> [Task brief] Quote word for word the lines of the entries below, beginning with the line containing "Could you point out the tall" and ending with the line containing "<point>162,342</point>", with both of those lines included.

> [Dataset]
——
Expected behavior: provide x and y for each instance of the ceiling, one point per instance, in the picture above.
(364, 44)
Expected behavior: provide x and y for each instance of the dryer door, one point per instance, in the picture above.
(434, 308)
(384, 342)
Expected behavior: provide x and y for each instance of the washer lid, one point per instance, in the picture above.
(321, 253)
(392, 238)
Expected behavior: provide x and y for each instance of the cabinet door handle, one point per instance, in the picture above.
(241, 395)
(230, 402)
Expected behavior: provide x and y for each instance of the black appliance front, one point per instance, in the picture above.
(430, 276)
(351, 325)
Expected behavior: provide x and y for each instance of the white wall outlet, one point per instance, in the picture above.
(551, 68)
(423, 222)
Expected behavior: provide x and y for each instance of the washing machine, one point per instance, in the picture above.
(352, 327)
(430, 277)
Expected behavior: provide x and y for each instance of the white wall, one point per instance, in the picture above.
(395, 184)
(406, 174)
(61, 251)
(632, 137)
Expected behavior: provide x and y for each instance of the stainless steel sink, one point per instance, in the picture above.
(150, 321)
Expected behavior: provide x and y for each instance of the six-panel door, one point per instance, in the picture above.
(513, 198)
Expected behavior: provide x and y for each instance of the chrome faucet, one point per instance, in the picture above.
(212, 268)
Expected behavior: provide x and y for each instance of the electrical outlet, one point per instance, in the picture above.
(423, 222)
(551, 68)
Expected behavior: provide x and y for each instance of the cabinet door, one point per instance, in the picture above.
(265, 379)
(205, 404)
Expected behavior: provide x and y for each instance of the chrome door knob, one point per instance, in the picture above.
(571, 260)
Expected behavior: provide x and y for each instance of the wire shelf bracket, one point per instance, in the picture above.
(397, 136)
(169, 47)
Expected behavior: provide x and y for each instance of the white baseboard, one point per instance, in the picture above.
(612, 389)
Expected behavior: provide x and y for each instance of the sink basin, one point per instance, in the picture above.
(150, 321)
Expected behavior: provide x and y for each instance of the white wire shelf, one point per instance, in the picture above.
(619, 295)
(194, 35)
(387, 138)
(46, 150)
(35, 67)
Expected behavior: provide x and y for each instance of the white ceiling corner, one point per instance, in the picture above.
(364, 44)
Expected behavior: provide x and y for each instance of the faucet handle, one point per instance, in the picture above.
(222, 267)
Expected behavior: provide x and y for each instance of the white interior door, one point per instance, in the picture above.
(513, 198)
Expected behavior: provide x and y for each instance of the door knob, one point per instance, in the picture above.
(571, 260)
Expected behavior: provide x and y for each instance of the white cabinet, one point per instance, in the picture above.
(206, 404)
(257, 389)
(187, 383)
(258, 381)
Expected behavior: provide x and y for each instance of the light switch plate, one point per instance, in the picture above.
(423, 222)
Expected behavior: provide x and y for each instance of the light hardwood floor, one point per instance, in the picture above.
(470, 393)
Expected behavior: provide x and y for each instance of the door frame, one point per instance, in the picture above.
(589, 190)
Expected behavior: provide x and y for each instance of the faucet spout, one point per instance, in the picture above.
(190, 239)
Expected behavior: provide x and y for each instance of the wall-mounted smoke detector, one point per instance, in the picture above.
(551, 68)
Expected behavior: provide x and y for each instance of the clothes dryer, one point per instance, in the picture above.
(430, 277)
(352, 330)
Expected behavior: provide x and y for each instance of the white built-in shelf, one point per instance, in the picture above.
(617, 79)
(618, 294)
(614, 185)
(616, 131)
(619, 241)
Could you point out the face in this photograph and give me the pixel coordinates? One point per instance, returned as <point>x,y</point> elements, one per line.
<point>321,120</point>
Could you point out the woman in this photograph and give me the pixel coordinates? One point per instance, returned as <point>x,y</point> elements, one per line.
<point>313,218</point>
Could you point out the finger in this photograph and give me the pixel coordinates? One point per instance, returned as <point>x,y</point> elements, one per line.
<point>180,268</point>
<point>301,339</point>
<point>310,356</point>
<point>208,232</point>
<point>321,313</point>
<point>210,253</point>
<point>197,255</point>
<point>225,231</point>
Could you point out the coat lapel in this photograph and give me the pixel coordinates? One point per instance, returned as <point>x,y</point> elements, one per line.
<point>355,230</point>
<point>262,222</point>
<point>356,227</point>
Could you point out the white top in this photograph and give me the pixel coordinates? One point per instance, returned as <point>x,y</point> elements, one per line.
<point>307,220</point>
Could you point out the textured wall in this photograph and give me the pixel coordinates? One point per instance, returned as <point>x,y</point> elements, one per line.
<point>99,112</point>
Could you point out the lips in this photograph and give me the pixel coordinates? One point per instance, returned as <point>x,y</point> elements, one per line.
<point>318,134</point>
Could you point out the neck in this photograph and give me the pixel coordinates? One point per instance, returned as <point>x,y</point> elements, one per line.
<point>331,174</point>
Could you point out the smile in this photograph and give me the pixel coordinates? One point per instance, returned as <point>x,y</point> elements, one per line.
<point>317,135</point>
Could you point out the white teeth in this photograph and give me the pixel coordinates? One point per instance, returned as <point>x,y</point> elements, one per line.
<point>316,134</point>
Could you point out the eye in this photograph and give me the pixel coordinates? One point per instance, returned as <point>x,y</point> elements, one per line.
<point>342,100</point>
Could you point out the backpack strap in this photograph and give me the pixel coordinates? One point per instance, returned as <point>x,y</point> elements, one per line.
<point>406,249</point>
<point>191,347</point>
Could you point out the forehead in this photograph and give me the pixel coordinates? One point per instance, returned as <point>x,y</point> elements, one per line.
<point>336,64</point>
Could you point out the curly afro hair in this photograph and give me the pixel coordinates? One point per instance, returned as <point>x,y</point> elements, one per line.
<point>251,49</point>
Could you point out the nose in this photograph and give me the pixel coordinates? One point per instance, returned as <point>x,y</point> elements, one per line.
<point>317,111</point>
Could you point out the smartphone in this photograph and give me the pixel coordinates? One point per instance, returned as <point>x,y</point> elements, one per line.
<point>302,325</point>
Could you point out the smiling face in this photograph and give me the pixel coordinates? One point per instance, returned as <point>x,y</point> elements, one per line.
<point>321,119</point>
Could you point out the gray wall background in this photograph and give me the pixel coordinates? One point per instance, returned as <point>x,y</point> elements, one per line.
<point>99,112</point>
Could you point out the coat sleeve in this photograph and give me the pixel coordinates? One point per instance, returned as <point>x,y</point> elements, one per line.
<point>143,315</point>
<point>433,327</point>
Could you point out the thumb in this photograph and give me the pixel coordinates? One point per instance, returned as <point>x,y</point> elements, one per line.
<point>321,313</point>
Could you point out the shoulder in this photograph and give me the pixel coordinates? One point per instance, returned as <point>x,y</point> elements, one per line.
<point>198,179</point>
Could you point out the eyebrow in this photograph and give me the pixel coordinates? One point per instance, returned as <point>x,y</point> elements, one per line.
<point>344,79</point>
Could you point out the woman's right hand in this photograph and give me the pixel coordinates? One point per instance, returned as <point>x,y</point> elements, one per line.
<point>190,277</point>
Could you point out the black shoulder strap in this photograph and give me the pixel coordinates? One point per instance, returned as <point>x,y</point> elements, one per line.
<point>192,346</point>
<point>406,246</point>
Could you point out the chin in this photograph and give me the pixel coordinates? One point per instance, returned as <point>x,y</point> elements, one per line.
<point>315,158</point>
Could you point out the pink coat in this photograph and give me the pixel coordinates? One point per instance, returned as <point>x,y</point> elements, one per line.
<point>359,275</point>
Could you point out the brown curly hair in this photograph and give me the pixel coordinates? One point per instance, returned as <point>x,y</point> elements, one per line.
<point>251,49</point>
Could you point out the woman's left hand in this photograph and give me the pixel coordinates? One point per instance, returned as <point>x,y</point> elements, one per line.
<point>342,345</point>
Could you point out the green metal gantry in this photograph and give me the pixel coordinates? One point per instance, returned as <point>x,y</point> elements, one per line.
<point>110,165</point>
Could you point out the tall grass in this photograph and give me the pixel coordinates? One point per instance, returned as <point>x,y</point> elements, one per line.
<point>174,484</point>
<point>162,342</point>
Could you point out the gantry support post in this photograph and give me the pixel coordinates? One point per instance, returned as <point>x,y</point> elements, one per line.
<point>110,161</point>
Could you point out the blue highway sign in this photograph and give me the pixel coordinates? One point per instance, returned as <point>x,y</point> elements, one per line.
——
> [Expected answer]
Could you point out the tall grass in this photograph and give me the pixel coordinates? One point per instance, returned as <point>x,y</point> elements, one per line.
<point>174,484</point>
<point>162,342</point>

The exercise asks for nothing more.